PROBLEM STATEMENT - Transcribe every record verbatim; no pictures.

-- DATA SECTION follows --

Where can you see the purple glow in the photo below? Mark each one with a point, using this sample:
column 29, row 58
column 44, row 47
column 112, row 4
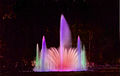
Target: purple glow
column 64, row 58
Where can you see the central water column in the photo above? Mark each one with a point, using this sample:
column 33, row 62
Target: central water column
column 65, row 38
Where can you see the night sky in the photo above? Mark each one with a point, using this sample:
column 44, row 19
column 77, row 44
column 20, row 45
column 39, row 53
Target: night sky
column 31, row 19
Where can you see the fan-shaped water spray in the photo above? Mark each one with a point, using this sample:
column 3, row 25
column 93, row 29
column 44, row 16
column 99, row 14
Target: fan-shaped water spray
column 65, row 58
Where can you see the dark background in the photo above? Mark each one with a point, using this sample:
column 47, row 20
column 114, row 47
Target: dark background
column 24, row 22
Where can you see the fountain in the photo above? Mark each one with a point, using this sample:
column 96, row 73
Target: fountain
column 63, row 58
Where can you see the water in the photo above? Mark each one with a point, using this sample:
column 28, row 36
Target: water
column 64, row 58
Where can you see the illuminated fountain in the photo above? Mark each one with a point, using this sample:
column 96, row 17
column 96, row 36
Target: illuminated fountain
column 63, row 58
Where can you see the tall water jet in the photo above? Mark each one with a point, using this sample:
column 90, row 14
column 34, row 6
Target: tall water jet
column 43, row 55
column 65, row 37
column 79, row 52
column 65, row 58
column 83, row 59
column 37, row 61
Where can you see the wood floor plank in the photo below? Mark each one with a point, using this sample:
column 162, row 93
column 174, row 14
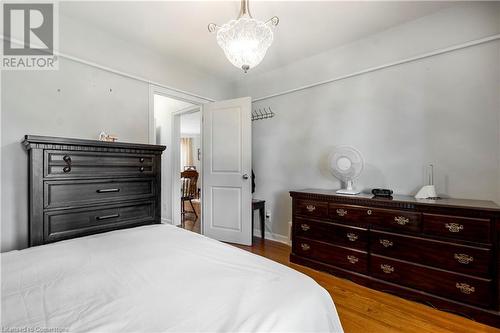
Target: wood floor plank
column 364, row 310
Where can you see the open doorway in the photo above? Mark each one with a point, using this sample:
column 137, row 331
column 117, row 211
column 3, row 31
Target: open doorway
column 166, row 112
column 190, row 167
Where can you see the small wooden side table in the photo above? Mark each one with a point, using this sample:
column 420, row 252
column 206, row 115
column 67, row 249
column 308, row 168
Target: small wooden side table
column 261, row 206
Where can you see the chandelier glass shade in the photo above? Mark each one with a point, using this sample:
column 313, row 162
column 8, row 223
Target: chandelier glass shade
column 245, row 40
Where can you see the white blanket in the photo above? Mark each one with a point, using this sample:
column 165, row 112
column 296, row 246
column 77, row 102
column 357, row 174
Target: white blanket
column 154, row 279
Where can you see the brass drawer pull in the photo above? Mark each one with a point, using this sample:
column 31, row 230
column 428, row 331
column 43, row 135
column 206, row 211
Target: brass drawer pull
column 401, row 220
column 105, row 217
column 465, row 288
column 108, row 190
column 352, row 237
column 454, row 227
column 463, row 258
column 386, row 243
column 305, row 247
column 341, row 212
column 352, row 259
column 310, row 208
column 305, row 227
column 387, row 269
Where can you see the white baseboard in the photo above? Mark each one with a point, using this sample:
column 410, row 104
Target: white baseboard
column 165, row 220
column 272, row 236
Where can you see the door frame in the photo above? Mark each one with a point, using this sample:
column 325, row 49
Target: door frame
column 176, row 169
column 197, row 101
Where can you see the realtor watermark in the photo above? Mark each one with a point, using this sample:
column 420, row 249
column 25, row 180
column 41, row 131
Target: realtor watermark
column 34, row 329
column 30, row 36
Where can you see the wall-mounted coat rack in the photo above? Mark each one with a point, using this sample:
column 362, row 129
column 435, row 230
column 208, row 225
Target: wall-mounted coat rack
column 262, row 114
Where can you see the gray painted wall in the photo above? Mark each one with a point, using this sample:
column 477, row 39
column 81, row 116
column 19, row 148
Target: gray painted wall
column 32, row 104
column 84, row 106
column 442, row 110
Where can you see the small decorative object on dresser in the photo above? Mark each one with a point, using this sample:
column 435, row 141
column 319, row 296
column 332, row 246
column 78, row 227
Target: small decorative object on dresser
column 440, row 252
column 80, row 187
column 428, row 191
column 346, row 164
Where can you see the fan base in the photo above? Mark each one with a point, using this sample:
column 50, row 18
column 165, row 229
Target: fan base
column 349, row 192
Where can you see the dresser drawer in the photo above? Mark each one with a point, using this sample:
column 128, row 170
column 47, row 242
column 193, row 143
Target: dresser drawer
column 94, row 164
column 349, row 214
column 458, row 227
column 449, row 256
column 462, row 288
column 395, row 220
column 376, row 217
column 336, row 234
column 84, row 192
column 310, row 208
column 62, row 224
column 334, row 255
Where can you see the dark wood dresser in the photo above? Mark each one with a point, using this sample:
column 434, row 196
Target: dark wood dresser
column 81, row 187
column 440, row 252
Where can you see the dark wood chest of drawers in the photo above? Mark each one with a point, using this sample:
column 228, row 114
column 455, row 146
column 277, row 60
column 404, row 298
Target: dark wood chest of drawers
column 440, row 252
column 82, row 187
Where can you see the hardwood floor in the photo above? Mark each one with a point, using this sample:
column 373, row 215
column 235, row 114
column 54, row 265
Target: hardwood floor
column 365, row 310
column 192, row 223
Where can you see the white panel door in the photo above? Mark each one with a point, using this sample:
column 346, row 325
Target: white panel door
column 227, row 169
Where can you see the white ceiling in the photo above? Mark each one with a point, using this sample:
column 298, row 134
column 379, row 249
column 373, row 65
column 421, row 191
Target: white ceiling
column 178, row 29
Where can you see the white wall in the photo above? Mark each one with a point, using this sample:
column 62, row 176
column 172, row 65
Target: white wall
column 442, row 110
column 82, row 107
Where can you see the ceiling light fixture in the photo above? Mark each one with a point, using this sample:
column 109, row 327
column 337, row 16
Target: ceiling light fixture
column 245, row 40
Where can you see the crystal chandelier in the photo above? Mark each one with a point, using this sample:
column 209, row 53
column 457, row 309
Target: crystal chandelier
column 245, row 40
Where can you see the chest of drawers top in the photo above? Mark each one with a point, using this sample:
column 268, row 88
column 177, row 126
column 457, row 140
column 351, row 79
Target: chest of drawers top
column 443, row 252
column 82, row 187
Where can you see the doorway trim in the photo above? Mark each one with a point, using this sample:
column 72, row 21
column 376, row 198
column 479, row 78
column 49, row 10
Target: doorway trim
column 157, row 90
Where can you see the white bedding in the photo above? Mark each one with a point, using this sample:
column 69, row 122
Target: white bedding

-- DATA SECTION concluded --

TASK ANSWER -
Where can you see the purple glow in the photo below? Mark each one with a point, using this sample:
column 29, row 58
column 44, row 47
column 112, row 4
Target: purple glow
column 64, row 58
Where can you see the central water column in the photo above? Mark each one with a point, using this sample:
column 33, row 62
Target: central water column
column 65, row 38
Where can you see the night sky in the photo above? Mark each one with a point, using this sample:
column 44, row 19
column 77, row 44
column 20, row 45
column 39, row 53
Target: night sky
column 31, row 19
Where can you see the fan-shaped water spray in the photo above? Mark each one with a point, using this sample:
column 3, row 25
column 93, row 29
column 44, row 16
column 99, row 14
Target: fan-shaped water spray
column 65, row 58
Where can you see the dark background in the photo above? Mark each one with a point, using this sample:
column 47, row 20
column 114, row 47
Target: dark background
column 24, row 22
Where can you see the fountain in the photo above? Mark each one with a point, using this sample:
column 96, row 73
Target: fountain
column 63, row 58
Where can you see the water in the photo above? Mark each one with a point, using this sample:
column 28, row 36
Target: water
column 64, row 58
Where can you see the illuminated fountain in the photo above? Mark each one with a point, using this sample:
column 96, row 17
column 96, row 36
Target: illuminated fountain
column 63, row 58
Where can you see the tall water jet in the photo above? Mark each one with a point, using this sample:
column 90, row 14
column 34, row 6
Target: tall water jet
column 43, row 55
column 65, row 37
column 79, row 52
column 65, row 58
column 83, row 59
column 37, row 61
Where can you see the wood floor plank in the photo below? Mark each one with a point, using this sample:
column 162, row 93
column 174, row 14
Target: wood floor plank
column 364, row 310
Where can you see the open doorway in the photo above? Mark each one with a point, using this sample:
column 137, row 331
column 117, row 211
column 3, row 31
Target: open doorway
column 166, row 112
column 190, row 167
Where can you see the small wooden side table in the photo above? Mark each one with a point, using this sample:
column 420, row 252
column 206, row 115
column 67, row 249
column 308, row 168
Target: small wooden side table
column 261, row 206
Where can you see the chandelier glass shade in the photo above? Mark each one with a point, using this sample:
column 313, row 162
column 8, row 223
Target: chandelier glass shade
column 245, row 40
Where can you see the white blanket in the photo above? Mark each one with a point, using this sample:
column 165, row 112
column 296, row 246
column 77, row 102
column 357, row 174
Target: white blanket
column 154, row 279
Where can you see the brass drawer pull in the photo above? Mark each one with a point, using this sample:
column 31, row 230
column 428, row 331
column 43, row 135
column 206, row 211
Target: brass drawer pull
column 401, row 220
column 105, row 217
column 465, row 288
column 108, row 190
column 352, row 237
column 454, row 227
column 463, row 258
column 386, row 243
column 305, row 247
column 341, row 212
column 352, row 259
column 310, row 208
column 305, row 227
column 387, row 269
Where can you see the white baseboard in the photo above? Mark each one with a point, using this sample:
column 410, row 104
Target: white baseboard
column 165, row 220
column 272, row 236
Where can you see the door frame in the photo above? Mark each one with a point, using this sample:
column 325, row 49
Target: door frame
column 176, row 169
column 197, row 101
Where can you see the realtor watermark in the photo above? Mark each one with a point, using this sample:
column 420, row 249
column 25, row 180
column 41, row 131
Target: realtor watermark
column 34, row 329
column 30, row 36
Where can you see the wall-mounted coat rack in the photo above? Mark each one with a point, using this sample:
column 362, row 129
column 435, row 230
column 208, row 225
Target: wall-mounted coat rack
column 262, row 114
Where can you see the gray painted wall in the photo above? Mark each one with a point, using this sample:
column 477, row 39
column 81, row 116
column 19, row 148
Target: gray painted wall
column 32, row 104
column 84, row 106
column 442, row 110
Where can you see the small decorative object on dresser in the photo above? Mark each one with a point, using this sample:
column 435, row 141
column 319, row 296
column 332, row 246
column 78, row 227
Target: small decorative object on dresser
column 440, row 252
column 80, row 187
column 428, row 191
column 346, row 164
Where can you see the fan base in the photo above? Mark each one with a point, using this sample:
column 50, row 18
column 165, row 229
Target: fan base
column 349, row 192
Where can you see the dresser drawer in the photo above? Mark each one with a point, using this sample:
column 128, row 170
column 47, row 242
column 193, row 143
Target: dresser drawer
column 94, row 164
column 349, row 214
column 458, row 227
column 449, row 256
column 462, row 288
column 395, row 220
column 376, row 217
column 336, row 234
column 84, row 192
column 310, row 208
column 62, row 224
column 334, row 255
Where can you see the dark wood dresser in the photo above? Mark each one with a point, using this sample:
column 434, row 196
Target: dark wood dresser
column 81, row 187
column 440, row 252
Where can you see the dark wood chest of drawers in the photo above? Mark each one with a point, using this sample:
column 228, row 114
column 455, row 146
column 277, row 60
column 404, row 298
Target: dark wood chest of drawers
column 440, row 252
column 82, row 187
Where can you see the hardwood floor in the photo above? Mark each one with a point, using this sample:
column 373, row 215
column 235, row 114
column 54, row 265
Target: hardwood floor
column 365, row 310
column 192, row 223
Where can you see the white panel door in the photo above? Mark each one with a point, using this sample:
column 346, row 325
Target: white panel door
column 227, row 169
Where can you see the white ceiling in the photo above? Mark each one with a point, using this sample:
column 298, row 134
column 379, row 249
column 373, row 65
column 421, row 191
Target: white ceiling
column 178, row 29
Where can you see the white wall in the photo above? Mark each one with a point, using this sample:
column 62, row 176
column 172, row 65
Target: white wall
column 442, row 110
column 82, row 107
Where can you see the ceiling light fixture in the photo above? Mark each one with a point, using this sample:
column 109, row 327
column 337, row 16
Target: ceiling light fixture
column 245, row 40
Where can you see the crystal chandelier in the photo above? Mark each one with a point, using this sample:
column 209, row 53
column 457, row 309
Target: crystal chandelier
column 245, row 40
Where can you see the chest of drawers top in the photo above? Mark each one with a point, using this sample:
column 268, row 88
column 177, row 126
column 457, row 140
column 351, row 79
Target: chest of drawers top
column 443, row 252
column 82, row 187
Where can you see the doorway trim in the photo above? Mark each one with a point, using this sample:
column 72, row 21
column 376, row 198
column 479, row 78
column 49, row 10
Target: doorway trim
column 157, row 90
Where can you see the white bedding in the photo above? Mark each one with a point, using this sample:
column 69, row 122
Target: white bedding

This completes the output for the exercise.